> _What to produce_: Extract each line below that contains the word "green", copying it in full.

> _Entries_:
▶
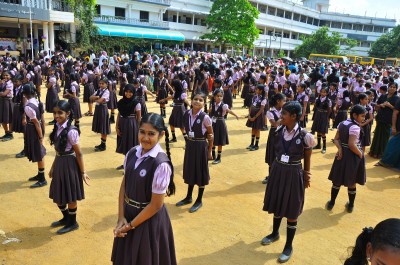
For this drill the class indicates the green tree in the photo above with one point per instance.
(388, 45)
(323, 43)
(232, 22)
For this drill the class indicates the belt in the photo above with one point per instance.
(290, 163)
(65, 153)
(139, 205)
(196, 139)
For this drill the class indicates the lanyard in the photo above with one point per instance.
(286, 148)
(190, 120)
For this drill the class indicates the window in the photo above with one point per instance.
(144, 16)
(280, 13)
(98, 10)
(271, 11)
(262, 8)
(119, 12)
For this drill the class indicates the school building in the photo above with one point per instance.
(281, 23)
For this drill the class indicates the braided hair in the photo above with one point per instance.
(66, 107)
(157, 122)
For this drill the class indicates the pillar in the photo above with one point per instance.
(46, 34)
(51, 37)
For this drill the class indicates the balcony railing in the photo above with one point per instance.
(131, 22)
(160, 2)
◀
▶
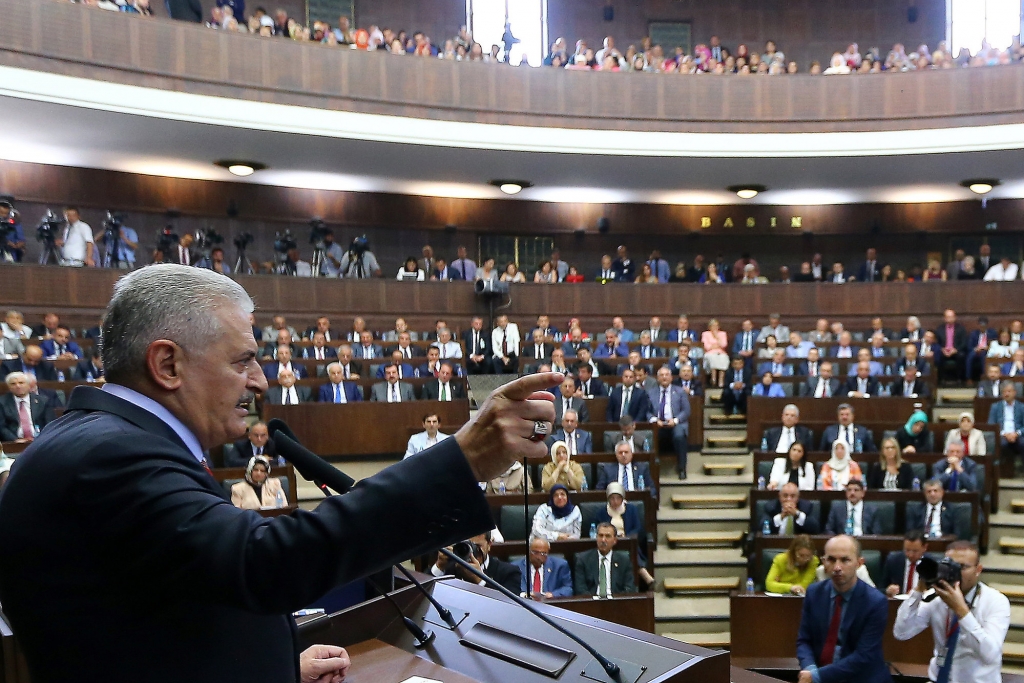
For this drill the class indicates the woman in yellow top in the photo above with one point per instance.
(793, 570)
◀
> _Response_:
For this drill the class indicates the green tree in the photo above with one point per instance.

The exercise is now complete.